Restate word for word, and only, the lines that extend from the line containing "In the image provided above, does any chrysler" through the end of the records below.

Saved entries:
□ □ □ □ □

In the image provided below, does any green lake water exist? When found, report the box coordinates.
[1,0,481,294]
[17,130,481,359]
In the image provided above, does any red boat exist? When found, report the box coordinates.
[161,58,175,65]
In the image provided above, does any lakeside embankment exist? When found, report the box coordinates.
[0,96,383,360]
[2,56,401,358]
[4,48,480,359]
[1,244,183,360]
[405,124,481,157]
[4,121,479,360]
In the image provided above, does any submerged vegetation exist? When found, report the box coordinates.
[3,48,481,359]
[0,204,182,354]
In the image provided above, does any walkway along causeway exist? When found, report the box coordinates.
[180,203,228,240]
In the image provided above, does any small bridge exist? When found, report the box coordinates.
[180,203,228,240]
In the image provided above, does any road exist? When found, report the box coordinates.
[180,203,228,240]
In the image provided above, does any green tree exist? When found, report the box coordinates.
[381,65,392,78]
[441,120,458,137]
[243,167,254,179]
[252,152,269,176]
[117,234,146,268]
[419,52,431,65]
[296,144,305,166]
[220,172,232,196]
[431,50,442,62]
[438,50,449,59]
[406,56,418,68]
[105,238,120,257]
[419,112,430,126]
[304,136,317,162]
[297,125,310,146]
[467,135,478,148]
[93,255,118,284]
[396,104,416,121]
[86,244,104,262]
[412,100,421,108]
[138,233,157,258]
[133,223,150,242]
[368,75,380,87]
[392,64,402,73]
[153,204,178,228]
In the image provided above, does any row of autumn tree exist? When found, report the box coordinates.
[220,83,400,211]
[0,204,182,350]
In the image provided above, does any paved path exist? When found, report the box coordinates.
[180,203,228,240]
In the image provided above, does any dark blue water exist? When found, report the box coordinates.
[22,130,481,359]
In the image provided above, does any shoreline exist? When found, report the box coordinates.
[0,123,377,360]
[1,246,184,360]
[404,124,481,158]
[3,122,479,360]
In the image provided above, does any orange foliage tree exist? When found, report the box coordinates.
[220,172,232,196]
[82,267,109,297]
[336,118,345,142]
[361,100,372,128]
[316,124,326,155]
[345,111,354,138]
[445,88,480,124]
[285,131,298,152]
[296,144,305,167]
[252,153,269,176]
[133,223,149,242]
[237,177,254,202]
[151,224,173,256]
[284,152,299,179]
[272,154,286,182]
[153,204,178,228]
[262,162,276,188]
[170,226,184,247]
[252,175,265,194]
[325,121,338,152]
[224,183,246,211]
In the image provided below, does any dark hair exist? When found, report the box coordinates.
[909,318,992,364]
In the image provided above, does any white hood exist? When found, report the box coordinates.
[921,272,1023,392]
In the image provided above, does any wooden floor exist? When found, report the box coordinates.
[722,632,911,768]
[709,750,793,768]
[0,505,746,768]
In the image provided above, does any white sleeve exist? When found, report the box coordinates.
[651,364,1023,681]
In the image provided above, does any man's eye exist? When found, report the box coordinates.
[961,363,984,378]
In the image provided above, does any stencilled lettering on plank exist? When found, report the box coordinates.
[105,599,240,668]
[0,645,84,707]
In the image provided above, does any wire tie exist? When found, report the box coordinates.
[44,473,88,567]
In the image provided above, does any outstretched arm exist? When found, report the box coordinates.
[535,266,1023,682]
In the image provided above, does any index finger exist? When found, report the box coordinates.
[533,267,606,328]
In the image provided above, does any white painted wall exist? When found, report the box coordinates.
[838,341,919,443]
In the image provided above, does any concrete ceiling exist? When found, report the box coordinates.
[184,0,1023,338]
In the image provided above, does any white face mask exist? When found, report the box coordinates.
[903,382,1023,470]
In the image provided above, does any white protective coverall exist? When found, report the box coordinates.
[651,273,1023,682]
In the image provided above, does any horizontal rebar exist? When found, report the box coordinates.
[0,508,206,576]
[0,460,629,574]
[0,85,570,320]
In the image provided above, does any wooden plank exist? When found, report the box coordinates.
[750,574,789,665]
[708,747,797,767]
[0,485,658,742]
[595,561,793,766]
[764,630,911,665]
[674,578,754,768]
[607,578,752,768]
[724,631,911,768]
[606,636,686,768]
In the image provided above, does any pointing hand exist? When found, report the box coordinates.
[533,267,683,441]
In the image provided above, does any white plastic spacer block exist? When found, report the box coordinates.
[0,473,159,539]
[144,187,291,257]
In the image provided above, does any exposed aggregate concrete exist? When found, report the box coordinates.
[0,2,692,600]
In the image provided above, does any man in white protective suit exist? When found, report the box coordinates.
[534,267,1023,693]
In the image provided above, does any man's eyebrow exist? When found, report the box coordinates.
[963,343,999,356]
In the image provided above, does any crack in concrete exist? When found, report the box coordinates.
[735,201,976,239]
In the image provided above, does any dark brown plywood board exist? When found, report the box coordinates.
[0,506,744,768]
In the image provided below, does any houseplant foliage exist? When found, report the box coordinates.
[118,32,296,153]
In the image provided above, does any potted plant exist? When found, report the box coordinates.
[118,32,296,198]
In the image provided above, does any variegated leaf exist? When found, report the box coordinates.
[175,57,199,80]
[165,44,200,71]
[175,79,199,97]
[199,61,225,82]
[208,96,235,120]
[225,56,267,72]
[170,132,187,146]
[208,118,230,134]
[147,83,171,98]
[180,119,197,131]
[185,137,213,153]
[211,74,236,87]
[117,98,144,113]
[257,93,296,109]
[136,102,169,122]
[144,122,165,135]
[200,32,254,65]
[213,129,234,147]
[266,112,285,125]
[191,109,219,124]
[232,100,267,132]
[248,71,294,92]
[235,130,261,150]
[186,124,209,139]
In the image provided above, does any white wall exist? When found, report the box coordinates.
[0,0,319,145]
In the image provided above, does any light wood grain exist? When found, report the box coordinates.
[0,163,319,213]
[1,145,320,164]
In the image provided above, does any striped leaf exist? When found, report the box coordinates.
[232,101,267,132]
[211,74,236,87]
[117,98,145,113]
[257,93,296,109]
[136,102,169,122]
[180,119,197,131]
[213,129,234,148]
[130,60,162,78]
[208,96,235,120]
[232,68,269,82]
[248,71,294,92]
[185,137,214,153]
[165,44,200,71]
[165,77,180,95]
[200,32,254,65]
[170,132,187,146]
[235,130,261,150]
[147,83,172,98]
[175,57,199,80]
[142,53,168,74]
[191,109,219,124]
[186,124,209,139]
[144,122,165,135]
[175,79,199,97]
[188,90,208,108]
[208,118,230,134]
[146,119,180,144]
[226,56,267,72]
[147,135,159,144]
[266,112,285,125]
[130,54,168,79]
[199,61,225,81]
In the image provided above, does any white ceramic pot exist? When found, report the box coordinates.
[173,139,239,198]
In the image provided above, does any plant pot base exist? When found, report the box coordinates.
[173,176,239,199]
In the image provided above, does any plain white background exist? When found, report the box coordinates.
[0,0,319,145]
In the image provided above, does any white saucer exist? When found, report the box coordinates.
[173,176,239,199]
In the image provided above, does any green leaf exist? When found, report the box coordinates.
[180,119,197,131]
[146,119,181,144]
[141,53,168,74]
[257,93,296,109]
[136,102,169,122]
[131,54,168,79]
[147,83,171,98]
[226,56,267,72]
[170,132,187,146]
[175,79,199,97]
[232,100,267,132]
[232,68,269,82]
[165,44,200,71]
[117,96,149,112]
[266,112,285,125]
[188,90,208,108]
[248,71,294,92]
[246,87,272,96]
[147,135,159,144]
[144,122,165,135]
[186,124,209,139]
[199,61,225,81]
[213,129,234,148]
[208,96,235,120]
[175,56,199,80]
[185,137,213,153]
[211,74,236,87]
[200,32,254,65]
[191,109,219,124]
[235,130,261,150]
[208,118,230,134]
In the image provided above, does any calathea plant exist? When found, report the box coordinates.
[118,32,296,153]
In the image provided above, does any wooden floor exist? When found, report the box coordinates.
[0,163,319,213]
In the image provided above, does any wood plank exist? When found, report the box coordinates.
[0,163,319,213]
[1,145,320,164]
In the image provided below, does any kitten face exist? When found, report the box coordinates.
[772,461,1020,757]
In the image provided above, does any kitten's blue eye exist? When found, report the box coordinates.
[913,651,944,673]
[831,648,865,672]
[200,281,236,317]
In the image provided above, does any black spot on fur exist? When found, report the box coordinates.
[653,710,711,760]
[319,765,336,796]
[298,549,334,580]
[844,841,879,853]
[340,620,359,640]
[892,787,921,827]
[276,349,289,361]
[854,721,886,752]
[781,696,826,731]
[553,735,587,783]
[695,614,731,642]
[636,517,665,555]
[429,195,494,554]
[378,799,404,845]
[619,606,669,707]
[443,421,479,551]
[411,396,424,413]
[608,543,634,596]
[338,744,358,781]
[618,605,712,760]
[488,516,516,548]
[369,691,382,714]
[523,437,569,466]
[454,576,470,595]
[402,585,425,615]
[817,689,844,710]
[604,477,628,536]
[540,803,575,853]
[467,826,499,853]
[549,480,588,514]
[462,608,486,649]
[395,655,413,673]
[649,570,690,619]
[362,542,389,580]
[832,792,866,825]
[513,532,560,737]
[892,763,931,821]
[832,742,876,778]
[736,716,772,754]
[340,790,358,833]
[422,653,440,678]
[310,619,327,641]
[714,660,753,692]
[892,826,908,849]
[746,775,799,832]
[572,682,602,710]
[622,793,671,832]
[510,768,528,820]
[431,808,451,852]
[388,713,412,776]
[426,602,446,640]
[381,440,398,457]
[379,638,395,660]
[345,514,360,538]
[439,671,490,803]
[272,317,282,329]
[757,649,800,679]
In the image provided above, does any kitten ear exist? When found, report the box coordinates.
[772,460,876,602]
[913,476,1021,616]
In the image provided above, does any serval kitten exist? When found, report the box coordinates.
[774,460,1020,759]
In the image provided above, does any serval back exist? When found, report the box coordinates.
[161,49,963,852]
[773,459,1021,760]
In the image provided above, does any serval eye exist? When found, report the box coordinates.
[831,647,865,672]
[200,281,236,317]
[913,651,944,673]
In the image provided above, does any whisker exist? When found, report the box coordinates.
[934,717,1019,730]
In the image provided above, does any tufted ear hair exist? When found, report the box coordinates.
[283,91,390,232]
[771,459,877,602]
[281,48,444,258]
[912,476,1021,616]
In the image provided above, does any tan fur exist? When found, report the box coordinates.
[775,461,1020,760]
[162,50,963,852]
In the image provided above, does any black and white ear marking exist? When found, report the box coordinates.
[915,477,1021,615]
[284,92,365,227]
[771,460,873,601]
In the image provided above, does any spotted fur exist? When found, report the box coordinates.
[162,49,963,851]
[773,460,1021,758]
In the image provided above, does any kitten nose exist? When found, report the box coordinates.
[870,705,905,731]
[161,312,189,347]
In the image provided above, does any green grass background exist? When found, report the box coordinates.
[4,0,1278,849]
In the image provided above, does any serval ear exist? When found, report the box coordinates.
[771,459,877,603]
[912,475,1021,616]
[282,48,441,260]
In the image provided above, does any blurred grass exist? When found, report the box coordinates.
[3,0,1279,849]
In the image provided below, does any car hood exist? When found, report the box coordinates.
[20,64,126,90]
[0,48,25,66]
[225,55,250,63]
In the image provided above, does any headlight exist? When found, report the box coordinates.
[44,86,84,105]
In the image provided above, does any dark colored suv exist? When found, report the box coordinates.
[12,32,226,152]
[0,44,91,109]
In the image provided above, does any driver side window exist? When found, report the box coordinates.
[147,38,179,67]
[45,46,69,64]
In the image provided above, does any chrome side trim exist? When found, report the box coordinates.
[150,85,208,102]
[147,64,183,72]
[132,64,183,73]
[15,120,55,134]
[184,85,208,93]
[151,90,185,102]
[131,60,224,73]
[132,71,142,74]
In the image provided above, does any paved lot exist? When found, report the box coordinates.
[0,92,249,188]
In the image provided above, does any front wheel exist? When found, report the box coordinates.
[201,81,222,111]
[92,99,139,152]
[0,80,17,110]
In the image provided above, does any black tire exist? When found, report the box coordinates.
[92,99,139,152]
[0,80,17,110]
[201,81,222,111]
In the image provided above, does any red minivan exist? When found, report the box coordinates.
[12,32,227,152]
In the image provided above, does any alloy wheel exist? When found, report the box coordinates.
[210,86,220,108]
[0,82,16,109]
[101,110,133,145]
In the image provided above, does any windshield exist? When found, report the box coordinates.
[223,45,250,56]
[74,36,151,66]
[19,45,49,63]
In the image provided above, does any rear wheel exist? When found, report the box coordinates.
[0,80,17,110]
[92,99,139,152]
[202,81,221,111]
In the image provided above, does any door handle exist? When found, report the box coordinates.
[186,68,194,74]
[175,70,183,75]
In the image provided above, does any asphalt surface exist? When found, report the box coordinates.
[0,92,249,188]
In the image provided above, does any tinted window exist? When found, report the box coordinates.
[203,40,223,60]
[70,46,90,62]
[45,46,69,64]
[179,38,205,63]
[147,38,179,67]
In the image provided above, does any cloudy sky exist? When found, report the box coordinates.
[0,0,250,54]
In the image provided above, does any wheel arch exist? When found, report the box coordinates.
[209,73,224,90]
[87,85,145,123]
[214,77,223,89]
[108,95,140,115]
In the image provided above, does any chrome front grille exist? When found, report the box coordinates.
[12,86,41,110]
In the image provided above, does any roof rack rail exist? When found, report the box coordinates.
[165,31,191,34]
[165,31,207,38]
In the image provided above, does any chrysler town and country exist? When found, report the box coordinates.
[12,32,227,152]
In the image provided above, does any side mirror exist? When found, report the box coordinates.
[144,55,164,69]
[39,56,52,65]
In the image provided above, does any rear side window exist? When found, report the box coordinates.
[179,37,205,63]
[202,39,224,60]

□ □ □ □ □

- _SOLUTION BELOW_
In the image provided above, does any chrysler town and country exist? When found, report the box coordinates.
[12,32,227,152]
In the image provided above, does any side mirror exist? When found, report the box coordinates.
[144,55,164,69]
[39,56,52,65]
In the image provided above, does any rear side window exist? When found, report the box coordinates.
[179,37,205,63]
[202,39,224,60]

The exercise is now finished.